→ **RECORDS FOR THIS TASK**
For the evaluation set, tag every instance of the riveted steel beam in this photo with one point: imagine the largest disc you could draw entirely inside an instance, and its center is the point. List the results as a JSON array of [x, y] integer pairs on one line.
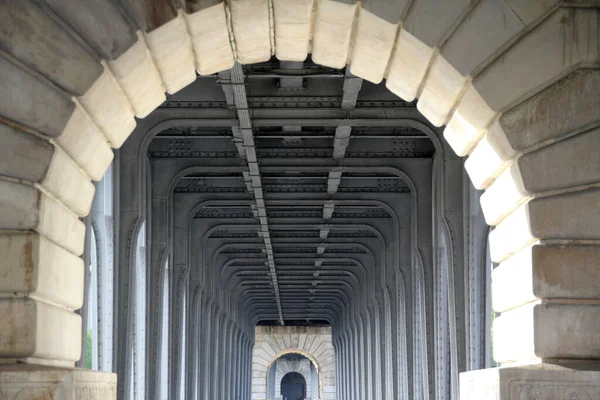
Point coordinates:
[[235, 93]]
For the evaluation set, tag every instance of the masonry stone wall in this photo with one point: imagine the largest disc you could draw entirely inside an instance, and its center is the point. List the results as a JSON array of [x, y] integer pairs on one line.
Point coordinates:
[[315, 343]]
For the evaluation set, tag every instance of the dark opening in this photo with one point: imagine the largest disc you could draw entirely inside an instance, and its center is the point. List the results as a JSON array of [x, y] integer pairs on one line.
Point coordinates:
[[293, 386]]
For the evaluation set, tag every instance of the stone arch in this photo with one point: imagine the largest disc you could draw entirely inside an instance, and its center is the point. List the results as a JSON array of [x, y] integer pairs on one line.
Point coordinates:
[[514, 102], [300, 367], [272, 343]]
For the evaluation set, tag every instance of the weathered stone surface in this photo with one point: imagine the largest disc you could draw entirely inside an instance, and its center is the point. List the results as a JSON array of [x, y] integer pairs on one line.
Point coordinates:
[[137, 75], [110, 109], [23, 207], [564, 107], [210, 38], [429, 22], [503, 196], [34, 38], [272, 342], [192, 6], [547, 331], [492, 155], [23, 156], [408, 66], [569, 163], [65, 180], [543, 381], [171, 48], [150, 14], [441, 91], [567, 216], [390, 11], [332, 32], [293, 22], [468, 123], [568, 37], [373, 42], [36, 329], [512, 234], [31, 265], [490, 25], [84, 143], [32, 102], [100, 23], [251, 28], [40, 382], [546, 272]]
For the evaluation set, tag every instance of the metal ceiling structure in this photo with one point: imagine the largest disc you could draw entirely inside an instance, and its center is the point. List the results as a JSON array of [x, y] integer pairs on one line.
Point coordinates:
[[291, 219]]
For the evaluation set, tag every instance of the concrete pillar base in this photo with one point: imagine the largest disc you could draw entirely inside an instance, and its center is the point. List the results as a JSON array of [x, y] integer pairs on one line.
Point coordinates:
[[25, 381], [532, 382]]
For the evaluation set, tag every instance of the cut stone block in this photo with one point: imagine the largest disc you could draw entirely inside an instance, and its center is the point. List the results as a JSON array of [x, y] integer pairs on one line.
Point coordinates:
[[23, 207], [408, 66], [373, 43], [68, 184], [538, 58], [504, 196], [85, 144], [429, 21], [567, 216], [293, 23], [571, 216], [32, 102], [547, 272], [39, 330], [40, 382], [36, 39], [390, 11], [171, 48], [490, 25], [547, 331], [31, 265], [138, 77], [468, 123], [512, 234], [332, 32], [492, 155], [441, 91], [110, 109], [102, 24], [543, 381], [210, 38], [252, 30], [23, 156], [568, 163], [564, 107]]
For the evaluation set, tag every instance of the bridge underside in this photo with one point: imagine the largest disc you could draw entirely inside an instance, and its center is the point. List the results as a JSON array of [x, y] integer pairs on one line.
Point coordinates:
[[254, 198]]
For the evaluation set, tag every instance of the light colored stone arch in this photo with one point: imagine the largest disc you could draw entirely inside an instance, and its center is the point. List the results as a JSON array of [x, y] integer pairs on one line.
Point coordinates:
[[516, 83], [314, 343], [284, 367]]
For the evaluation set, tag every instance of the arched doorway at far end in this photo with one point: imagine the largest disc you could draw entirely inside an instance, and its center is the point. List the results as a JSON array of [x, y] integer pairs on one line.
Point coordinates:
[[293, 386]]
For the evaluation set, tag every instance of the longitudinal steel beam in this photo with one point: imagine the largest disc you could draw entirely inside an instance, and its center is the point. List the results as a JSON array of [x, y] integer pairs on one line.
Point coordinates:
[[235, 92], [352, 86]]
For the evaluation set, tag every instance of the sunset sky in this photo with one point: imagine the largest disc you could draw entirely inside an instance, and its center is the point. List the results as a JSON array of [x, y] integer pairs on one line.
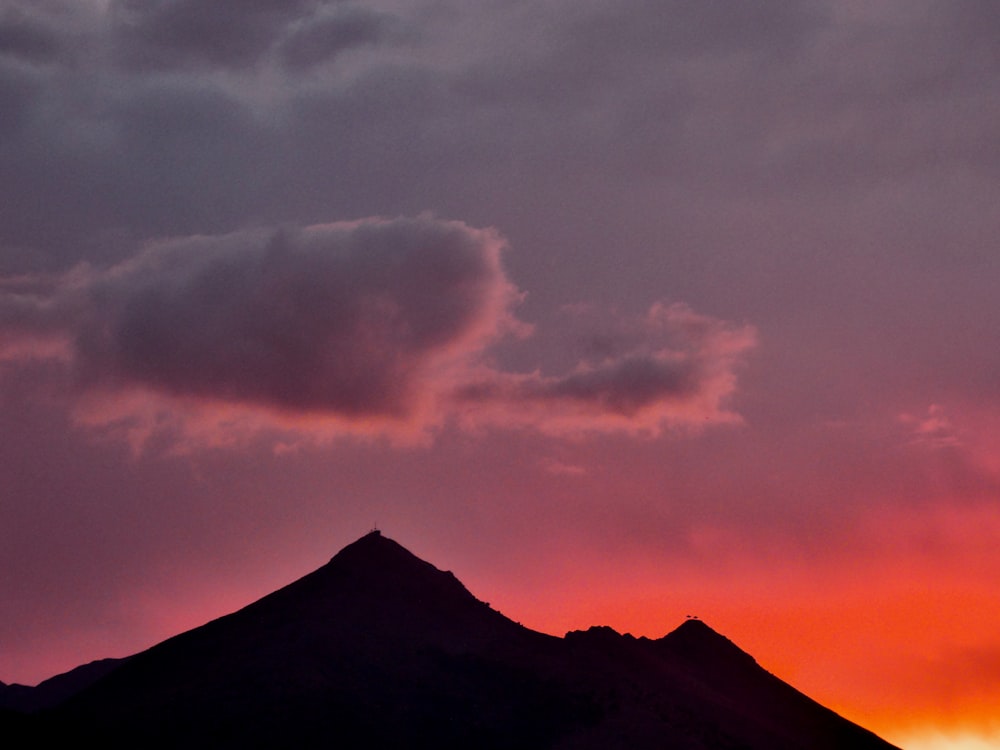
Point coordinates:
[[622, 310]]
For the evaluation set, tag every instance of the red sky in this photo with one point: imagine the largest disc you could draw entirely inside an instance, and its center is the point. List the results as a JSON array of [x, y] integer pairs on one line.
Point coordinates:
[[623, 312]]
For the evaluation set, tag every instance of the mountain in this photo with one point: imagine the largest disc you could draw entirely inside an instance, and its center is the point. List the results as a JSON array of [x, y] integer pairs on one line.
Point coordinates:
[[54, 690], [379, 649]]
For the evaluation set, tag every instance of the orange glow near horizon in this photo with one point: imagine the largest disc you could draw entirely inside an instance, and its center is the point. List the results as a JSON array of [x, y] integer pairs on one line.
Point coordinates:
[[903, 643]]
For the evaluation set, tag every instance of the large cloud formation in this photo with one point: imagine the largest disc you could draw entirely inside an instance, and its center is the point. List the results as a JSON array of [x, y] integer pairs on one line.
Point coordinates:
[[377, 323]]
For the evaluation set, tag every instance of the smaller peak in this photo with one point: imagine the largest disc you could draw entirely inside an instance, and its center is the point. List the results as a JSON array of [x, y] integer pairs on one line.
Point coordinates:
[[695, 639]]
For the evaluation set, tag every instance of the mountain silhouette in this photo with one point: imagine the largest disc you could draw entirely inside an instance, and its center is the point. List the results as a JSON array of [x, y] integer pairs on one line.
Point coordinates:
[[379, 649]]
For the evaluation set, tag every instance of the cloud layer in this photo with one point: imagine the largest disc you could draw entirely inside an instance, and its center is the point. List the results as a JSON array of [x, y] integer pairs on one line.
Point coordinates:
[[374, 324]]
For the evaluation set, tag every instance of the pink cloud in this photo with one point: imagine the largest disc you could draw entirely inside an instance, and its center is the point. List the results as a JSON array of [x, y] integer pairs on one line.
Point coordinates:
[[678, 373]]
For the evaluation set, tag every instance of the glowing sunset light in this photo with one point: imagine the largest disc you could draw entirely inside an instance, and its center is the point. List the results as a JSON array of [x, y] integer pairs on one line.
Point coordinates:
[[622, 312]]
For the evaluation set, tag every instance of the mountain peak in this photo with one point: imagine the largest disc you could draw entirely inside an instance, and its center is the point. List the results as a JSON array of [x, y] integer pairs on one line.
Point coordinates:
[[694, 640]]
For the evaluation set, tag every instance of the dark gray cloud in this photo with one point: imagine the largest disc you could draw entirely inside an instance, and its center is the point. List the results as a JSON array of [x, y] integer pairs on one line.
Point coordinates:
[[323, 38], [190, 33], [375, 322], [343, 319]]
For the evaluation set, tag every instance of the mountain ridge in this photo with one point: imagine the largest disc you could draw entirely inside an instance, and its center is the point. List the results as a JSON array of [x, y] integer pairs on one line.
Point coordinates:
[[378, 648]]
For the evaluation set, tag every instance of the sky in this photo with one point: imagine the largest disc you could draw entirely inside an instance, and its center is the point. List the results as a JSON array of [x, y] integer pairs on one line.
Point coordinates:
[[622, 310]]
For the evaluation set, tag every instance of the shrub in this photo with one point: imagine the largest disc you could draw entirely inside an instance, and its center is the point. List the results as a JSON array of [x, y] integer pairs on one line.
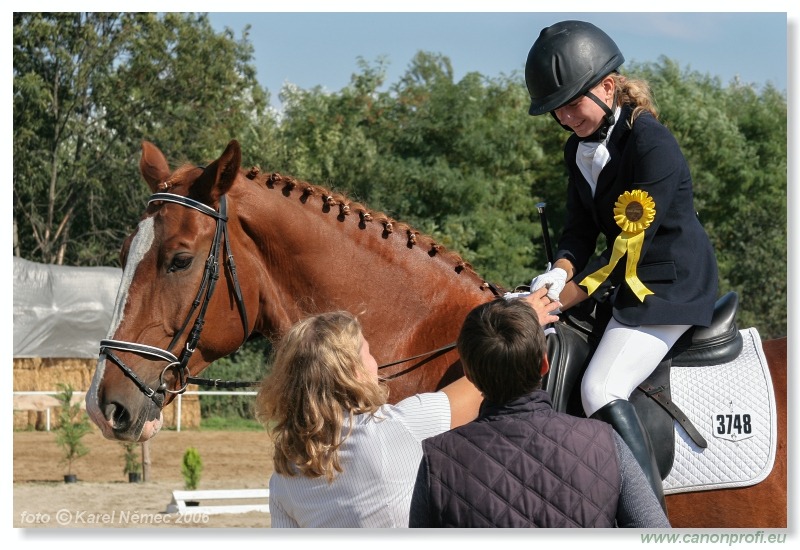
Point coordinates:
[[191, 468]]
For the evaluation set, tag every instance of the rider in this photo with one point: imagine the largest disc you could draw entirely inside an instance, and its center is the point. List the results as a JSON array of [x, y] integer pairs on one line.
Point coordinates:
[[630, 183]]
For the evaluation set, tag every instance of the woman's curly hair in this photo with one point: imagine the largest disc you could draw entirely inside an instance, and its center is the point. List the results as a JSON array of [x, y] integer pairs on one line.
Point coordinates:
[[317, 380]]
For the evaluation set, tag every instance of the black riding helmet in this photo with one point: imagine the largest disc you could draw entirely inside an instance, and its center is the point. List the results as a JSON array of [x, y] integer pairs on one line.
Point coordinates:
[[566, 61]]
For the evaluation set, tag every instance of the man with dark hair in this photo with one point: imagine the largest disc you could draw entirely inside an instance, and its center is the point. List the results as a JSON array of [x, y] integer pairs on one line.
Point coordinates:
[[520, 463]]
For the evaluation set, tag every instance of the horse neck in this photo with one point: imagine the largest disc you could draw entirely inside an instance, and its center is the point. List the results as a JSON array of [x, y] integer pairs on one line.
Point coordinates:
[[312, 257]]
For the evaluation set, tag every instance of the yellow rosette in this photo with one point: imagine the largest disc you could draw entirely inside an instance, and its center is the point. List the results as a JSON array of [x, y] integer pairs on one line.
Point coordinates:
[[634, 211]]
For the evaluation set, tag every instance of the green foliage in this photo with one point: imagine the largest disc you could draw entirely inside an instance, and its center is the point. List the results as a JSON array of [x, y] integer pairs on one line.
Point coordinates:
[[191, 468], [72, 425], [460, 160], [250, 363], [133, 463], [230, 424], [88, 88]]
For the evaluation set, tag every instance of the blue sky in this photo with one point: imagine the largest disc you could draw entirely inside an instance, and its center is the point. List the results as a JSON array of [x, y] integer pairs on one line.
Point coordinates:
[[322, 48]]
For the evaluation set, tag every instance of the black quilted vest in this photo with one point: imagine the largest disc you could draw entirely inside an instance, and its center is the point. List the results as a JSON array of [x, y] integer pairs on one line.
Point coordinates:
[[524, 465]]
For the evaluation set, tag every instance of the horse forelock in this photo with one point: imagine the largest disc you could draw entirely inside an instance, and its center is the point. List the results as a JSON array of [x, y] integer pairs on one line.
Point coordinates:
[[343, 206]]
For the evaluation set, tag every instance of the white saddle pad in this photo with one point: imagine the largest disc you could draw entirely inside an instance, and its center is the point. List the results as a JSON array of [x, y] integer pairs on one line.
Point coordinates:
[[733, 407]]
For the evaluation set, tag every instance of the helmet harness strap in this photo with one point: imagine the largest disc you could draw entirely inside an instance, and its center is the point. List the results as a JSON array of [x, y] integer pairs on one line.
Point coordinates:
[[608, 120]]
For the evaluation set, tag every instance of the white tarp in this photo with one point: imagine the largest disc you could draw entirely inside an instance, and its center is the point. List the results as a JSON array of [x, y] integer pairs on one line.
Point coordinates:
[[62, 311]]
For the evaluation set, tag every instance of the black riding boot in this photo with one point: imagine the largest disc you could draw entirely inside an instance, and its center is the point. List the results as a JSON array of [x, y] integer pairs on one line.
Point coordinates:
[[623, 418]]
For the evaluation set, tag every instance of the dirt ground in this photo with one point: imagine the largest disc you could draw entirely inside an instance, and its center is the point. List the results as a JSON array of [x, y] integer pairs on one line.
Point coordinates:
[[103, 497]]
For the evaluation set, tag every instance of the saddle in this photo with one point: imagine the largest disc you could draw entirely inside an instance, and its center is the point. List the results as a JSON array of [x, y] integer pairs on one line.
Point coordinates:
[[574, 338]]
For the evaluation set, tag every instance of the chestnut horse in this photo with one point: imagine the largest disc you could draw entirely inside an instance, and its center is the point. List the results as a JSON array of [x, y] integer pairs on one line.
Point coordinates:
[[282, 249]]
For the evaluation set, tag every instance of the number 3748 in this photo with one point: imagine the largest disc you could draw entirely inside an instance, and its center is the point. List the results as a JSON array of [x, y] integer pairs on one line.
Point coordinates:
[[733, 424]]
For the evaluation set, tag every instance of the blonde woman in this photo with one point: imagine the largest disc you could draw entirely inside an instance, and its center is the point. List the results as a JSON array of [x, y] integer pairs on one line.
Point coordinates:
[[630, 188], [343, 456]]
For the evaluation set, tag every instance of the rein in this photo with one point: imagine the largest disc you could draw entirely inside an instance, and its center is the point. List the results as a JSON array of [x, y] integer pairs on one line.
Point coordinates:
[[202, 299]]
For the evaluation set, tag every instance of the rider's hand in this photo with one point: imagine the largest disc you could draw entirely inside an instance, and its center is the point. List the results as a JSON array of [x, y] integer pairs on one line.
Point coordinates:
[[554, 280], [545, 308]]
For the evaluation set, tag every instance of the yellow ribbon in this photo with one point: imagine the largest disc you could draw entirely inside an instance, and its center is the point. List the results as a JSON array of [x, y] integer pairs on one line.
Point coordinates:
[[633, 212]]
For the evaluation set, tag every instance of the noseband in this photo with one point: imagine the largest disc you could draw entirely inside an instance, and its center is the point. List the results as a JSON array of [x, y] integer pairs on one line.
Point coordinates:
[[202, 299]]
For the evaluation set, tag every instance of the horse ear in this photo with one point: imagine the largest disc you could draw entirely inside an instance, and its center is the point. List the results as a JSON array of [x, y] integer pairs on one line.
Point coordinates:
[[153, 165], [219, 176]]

→ **WHAT IS REQUIRED**
Reproduce, character for character, everything in the listing from the line containing "the mountain silhouette" down to the line containing "[[678, 373]]", including both of those lines.

→ **CORRECT RESPONSE**
For the evaluation set, tag every instance of the mountain silhouette in this photo with one point: imagine the largest disc you could draw entirely inside an instance, and its center is the point. List the results as a JSON array of [x, y] integer pairs on one line.
Point coordinates:
[[379, 649]]
For the evaluation set, tag every instance of the cloud layer in this photo with one point: imagine the largest disc you could draw entirely inside an instance, and its center is the point. List the results as a JSON array of [x, y] integer pairs on one line.
Point coordinates:
[[374, 324]]
For the evaluation set, tag every instance of the pink cloud in this photo with one point: imagine the largest disc you could draw entirely inside an instance, and its center is the point. List the results as a JSON array of [x, y] integer pairs on one line.
Point coordinates:
[[678, 373]]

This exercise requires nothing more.